## Task prompt
Extend the agronomy report on Iowa cornfields and crop treatments, starting after its final sentence.
** Provided text follows **
Last year I mentioned a farm near Guthrie Center where some very high yield fields were raised in 2016. Several of us were down there last Thursday and took a good look around. What we saw fields where, except for some very sandy eroded areas, that corn plants were very tall and completely green from the ground up to the top of the tassels. The only other green corn we saw were neighboring fields where a similar cropping program was used. The huge ears with kernels that had not blacklayered or dented in, but were still adding to grain depth and yield, were very impressive. Like last year the N and P were stabilized with Nutrisphere and Avail, Take Off was applied to promote nutrient uptake, and BioEmpruv had been aerially applied to keep the plants green. It’s hard to say if it will beat last year’s 340 Bu top end, but it has a chance.

I have mentioned the Redox Chemical Calcium Silicate product that I am working with. What we have seen on a research farm and on late planted plots was a 30-plus percent increase in sugar production within 46 hours as measured via Brix levels. How that translates into yields we will have to see. What was most noticeable besides very plump kernels were very soft and thick leaves and extremely strong stalks.

BioDyne Midwest

A few weeks ago an agronomist contacted my work partner to walk a few fields that were very healthy and green in a county in northwest Iowa that had only received .4″ of rain between June 1st and Aug 15th. While the neighboring fields were in serious moisture stress these fields treated with a new microbial mix looked great. Finding out what was causing the difference was something worth exploring. Since our first exposure to the product we have met with the small company’s officers and agronomist and things look very authentic. We visited the fields west of Pocahontas on Friday and what we saw were fields that should still yield over 200 Bu/A versus fields that are likely to be less than half of that goal. All of those fields were continuous corn, which is typically a handicap. And in spite of the dry conditions, most of the residue that ties up the nutrients from the previous crop had been decomposed. In an aerial thermographic photo the plants in the treated area remained dark green surrounded by yellow and red foliage that was much warmer and stressed. When I and other agronomists and growers toured these fields we all had our “Holy S- – t moment”. We have been looking for an easy, quick, and affordable method and product to use to boost microbial populations, Haney Scores and degrade corn residue. At this point the BioDyne 501 product in the fall and the 401 in the spring with the UAN or in-furrow look very promising.
** End of Provided text **
** Provided records follows **
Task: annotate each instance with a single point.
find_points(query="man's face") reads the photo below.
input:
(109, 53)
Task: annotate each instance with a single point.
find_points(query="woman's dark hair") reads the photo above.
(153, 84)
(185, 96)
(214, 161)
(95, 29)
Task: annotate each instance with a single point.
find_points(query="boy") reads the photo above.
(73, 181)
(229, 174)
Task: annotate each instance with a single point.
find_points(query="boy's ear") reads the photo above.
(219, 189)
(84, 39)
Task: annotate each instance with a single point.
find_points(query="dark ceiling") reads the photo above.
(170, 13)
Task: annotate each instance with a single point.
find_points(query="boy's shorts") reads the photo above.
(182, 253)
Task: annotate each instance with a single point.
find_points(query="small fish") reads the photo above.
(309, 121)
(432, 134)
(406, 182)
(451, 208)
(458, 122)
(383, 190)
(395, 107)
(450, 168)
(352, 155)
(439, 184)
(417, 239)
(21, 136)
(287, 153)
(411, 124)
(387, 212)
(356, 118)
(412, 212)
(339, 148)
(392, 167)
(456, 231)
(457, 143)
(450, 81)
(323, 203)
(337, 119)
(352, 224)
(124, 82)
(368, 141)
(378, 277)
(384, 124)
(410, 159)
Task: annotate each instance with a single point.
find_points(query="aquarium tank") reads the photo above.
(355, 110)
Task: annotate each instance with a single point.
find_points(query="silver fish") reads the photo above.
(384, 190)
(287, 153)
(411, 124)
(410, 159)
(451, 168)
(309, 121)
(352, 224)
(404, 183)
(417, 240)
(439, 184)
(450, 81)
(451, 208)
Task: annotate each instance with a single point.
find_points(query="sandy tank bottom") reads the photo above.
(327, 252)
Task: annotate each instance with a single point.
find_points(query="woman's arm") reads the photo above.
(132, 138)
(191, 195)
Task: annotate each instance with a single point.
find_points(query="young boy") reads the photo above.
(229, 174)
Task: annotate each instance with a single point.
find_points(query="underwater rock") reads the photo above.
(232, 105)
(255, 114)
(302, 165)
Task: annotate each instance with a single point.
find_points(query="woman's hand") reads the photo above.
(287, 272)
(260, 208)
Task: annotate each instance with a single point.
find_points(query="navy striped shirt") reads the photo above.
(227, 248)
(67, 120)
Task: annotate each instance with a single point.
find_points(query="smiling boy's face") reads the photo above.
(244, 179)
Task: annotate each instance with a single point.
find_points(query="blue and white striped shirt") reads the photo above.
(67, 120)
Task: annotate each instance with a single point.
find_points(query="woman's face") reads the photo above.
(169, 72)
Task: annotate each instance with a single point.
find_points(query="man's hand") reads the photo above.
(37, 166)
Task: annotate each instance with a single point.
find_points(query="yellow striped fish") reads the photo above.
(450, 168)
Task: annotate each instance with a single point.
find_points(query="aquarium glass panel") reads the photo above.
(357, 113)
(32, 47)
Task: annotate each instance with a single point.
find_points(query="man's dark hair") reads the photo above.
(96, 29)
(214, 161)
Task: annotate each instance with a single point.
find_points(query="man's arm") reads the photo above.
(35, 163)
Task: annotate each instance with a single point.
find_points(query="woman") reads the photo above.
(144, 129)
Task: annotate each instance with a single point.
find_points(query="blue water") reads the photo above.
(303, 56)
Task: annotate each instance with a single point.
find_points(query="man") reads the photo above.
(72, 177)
** End of Provided records **
## Response area
So with the realization that there are no silver bullets but different products that can be used in a systems approach, I see these microbials fitting in very nicely in the cropping system for quite a few people. Knowing the John Kempf, the young Amish Ag consultant from Ohio, when asked if he liked the term sustainable agriculture, responded by saying he saw nothing worth sustaining, and that he preferred a ‘regenerative program’, where the soils, soil biology and soil health were restored to higher levels.

We will have to follow up and make sure Haney and PLFA analyses are done on soil samples from those fields over this and the next few growing seasons. But the issue or managing the residue from heavier populations with good stalk quality will be an issue again this fall. The 501 looks like a product that is worth trying on some of your acres.

I cut up a basket full of stalks yesterday to do the buried bag test to see what percent of the residue is gone after set intervals. If residue is degraded/converted to humus it acts as a sponge to soak up moisture, aid in increasing moisture infiltration, and acts as a storehouse for minerals for the next crop.

Be sure to carry a note pad while you are harvesting to write down what you are observing. Things always get busy and too much stuff can be forgotten. Facts and thoughts are valuable when you are formulating next year’s plans.